** Task inputs **
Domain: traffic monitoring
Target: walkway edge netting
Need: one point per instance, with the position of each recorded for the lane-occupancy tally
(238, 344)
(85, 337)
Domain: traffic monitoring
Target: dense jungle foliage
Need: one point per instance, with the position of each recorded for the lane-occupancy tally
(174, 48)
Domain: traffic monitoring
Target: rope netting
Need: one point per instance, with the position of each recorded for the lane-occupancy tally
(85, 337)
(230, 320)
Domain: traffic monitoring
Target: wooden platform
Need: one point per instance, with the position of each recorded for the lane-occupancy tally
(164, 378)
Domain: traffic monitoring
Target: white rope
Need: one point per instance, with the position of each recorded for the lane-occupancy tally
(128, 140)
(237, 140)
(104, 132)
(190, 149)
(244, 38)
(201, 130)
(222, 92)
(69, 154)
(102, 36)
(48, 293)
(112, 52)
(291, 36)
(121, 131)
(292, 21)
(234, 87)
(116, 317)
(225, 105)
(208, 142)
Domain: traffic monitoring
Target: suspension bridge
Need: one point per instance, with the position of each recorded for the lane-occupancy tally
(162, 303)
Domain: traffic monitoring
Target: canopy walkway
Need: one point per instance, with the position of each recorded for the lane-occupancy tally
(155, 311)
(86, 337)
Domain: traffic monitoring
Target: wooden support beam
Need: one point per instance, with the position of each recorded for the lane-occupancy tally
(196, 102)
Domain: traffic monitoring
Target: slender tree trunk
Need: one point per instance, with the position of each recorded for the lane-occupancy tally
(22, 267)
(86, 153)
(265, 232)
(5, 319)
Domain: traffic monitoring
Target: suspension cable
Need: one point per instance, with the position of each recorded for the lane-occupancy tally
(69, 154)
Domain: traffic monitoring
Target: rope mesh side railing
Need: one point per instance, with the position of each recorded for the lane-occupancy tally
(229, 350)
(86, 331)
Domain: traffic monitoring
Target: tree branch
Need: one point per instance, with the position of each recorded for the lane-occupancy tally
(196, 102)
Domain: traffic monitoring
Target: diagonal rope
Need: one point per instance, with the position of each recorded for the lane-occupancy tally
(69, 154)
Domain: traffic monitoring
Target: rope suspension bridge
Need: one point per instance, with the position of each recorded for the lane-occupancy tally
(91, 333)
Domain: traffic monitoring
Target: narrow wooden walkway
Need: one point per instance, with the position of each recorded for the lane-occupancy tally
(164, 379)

** Work instructions **
Of the entries above, repeat exactly the lines between the line with "Target: wooden platform" and the line with "Target: wooden support beam", inclusive, and no others.

** Result for this task **
Target: wooden platform
Need: one point per instance, with the position of each recorded for the lane-occupancy tally
(164, 378)
Domain: traffic monitoring
Target: white rope
Need: one point per instance, with the position of each recorded for the lane-occupancy tally
(128, 140)
(237, 140)
(104, 132)
(190, 149)
(244, 38)
(201, 130)
(222, 92)
(69, 154)
(102, 36)
(48, 293)
(112, 52)
(291, 36)
(121, 131)
(292, 21)
(234, 87)
(116, 317)
(225, 105)
(208, 142)
Domain: traffic monitoring
Target: suspension bridge
Need: one point per instance, with the position of each recorded for the lane-occupancy tally
(162, 303)
Domain: traffic monitoring
Target: canopy walkway
Need: one point per instance, with the position of each recorded for the lane-occupancy tally
(155, 311)
(86, 337)
Domain: traffic monitoring
Target: wooden support beam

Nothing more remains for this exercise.